▸ **DESCRIPTION OF THE TASK**: Any images in the records should be skipped; transcribe the rest exactly.

▸ **RECORDS SHOWN**:
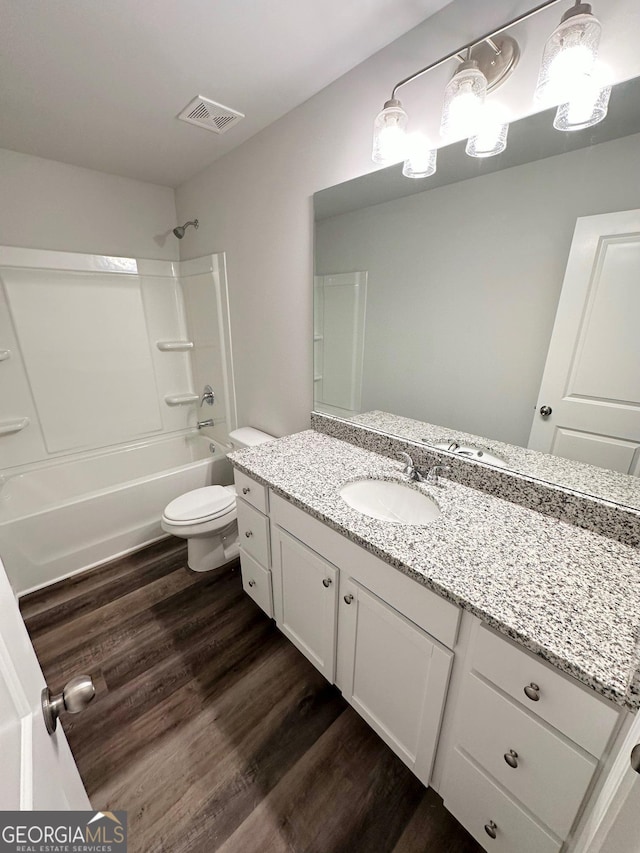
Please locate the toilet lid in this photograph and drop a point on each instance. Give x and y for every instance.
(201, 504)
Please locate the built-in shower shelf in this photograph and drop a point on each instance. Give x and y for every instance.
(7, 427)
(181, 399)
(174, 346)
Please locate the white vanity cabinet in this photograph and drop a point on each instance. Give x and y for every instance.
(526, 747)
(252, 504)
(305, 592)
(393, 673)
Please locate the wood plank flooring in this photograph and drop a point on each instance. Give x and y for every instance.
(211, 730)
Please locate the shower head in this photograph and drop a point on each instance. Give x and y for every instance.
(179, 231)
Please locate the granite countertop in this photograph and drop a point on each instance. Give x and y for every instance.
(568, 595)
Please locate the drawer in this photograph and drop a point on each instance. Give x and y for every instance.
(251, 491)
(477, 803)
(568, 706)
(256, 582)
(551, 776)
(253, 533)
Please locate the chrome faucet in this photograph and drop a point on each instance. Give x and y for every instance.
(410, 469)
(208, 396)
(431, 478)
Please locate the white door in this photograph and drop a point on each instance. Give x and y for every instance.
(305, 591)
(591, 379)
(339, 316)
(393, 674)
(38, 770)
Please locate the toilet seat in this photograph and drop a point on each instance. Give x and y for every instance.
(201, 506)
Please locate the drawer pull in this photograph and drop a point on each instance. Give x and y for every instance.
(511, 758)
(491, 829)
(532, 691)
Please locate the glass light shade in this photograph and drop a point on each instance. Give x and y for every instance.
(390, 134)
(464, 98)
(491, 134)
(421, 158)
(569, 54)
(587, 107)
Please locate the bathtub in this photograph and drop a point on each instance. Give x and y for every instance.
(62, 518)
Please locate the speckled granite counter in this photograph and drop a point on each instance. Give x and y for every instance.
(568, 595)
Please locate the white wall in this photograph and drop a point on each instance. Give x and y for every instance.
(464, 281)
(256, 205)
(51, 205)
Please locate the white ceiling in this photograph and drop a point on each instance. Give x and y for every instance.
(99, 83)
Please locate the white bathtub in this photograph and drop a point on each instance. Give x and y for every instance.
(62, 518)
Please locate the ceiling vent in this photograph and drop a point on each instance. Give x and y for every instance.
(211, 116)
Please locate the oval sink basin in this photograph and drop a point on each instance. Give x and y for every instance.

▸ **SOLUTION TO THIS TASK**:
Please locate the toilet lid in this photograph and drop a point on each instance. Give x and y for every instance.
(201, 504)
Please locate the built-in shower shelf in this photograph and drop a point on each instance. Give x and y for every instance.
(7, 427)
(181, 399)
(174, 346)
Please locate the white vanity cabinet in this photograph and drop a point on each instance. Give x and y for every instance.
(526, 747)
(252, 504)
(305, 592)
(393, 673)
Please locate the wood plank flooring in this photograph and drop a point on each instance. Give x and y for every instance.
(211, 730)
Please locate the shower head in this photograph and drop a point on each instance. Give x and y for every instance.
(179, 231)
Please locate the granite countertop in this photograph and drop a point on each instance. Give x and y for every instance.
(568, 595)
Please locate the drawer in this photograph and drop a point on each instance. Give x and y for every instance.
(251, 491)
(477, 803)
(568, 706)
(256, 582)
(551, 776)
(253, 533)
Please locate the chrome faucet in this photograph and drop a point on each instance. Give x and y for every instance.
(410, 469)
(208, 396)
(431, 478)
Please locate the white door in this photograph and drop a point on each instance. Give x and y for every instance.
(305, 591)
(591, 379)
(339, 316)
(393, 674)
(38, 770)
Please locate the toilet seat in this photograph and drop a point on each instance. Give x and y for every instance.
(201, 506)
Please locate the drawer pull in this photograph and drop a point on each instance. Give x and y for every instance.
(511, 758)
(491, 829)
(532, 691)
Please locate the glass light shade in this photograph and drop a point on each instance. Give x and y for every instance.
(390, 134)
(464, 98)
(491, 134)
(421, 158)
(569, 54)
(587, 107)
Please locate the bathtub in this photograph and drop a point on each instance. Give x and y for every instance.
(62, 518)
Please locate the speckled granite counter in this photograph and drop a point on each instance. Give x and y for every instance.
(568, 595)
Please locate the white wall in this photograph and drop a point on each instance. Give x and y for every instance.
(464, 281)
(256, 205)
(51, 205)
Please locate the white ceiling in this photograph and drop a point on each instance. Give x and y for every instance.
(99, 83)
Please locate the white bathtub in this photograph and drop a point on each instance. Give x and y for every instance.
(62, 518)
Please locate the ceiling vent in this photograph and drop a point on each instance. Give x and y for every instance.
(211, 116)
Please locate the oval sink basin in this photograph and drop a point on each instance. Give x and y for every instance.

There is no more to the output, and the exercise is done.